───── Supplied records

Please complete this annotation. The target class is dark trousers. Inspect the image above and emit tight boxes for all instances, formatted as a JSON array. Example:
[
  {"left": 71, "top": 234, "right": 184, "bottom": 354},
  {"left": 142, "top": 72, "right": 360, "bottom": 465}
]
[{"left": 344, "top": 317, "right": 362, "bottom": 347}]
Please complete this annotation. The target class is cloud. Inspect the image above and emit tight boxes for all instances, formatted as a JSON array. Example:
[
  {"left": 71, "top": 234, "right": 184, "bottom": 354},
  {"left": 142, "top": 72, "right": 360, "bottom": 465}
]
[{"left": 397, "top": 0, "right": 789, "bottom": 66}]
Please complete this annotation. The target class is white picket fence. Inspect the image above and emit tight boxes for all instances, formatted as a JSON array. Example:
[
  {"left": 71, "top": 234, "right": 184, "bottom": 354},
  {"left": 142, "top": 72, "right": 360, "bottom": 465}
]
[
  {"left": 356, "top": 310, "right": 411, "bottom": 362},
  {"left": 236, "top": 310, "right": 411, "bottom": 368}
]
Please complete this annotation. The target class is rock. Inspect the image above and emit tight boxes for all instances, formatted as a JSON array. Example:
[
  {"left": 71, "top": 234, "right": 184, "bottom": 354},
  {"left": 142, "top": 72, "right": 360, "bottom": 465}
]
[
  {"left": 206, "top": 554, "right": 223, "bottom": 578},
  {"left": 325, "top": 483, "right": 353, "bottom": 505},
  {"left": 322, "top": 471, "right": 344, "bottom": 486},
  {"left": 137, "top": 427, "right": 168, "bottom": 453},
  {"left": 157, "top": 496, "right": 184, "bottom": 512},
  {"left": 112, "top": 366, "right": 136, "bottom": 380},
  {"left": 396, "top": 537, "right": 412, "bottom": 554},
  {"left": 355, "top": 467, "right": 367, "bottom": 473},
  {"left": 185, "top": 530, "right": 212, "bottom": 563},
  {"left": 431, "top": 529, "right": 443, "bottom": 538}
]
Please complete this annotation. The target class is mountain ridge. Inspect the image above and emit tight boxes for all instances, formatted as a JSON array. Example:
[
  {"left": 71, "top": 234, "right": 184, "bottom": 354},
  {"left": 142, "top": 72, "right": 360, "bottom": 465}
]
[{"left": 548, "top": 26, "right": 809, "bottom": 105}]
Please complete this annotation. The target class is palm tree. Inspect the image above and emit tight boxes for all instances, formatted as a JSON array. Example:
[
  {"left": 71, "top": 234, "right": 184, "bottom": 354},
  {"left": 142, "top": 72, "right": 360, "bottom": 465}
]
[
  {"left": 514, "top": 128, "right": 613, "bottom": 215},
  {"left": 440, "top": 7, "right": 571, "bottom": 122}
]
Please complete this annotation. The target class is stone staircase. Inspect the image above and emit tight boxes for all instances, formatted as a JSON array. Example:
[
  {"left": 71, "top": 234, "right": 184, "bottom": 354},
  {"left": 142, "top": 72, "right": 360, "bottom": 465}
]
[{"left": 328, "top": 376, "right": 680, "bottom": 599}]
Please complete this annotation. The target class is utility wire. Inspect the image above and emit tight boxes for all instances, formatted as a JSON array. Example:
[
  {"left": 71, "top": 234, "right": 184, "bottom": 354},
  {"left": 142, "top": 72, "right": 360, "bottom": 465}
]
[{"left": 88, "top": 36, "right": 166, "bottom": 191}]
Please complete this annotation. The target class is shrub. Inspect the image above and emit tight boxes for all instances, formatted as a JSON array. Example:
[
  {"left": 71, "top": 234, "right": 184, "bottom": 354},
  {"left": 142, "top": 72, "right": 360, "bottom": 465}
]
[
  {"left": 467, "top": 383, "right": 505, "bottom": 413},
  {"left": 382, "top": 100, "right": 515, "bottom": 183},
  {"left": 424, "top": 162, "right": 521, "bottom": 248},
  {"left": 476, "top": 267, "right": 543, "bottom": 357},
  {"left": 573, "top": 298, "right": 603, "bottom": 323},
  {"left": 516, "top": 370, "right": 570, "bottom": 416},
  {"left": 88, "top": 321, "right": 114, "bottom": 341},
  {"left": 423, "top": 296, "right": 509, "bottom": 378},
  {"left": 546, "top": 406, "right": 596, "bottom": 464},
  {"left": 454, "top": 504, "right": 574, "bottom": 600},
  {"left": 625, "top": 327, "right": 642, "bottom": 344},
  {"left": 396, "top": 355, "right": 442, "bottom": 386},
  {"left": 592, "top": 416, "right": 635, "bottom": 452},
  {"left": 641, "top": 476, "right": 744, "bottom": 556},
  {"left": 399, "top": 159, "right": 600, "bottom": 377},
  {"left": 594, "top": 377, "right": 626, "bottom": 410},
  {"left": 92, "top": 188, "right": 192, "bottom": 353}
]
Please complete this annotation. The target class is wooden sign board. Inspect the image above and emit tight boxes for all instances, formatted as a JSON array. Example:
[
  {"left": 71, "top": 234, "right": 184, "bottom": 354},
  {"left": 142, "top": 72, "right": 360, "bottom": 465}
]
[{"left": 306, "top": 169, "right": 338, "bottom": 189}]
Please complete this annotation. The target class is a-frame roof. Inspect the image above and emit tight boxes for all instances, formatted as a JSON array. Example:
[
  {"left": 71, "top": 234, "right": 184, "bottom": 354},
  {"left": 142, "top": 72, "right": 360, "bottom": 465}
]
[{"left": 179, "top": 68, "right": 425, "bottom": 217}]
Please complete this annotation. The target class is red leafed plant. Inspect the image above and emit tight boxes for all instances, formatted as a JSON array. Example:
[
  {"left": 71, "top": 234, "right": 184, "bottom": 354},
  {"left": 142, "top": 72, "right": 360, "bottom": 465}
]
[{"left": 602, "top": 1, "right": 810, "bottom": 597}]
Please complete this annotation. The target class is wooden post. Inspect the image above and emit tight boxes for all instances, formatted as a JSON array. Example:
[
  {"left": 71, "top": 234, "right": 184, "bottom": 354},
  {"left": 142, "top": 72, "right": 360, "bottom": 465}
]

──────────

**What the task requires**.
Whenever a line of the records holds the string "wooden", pick it out and copy it.

**Response area**.
Please complete this annotation. The target class is wooden sign board. Inspect the image above and emit tight boxes for all instances, formatted as a JSON array. Example:
Please complete this annotation. The target class is wooden post. Inspect the image above and emit tight boxes for all instances, formatted as a JSON array. Example:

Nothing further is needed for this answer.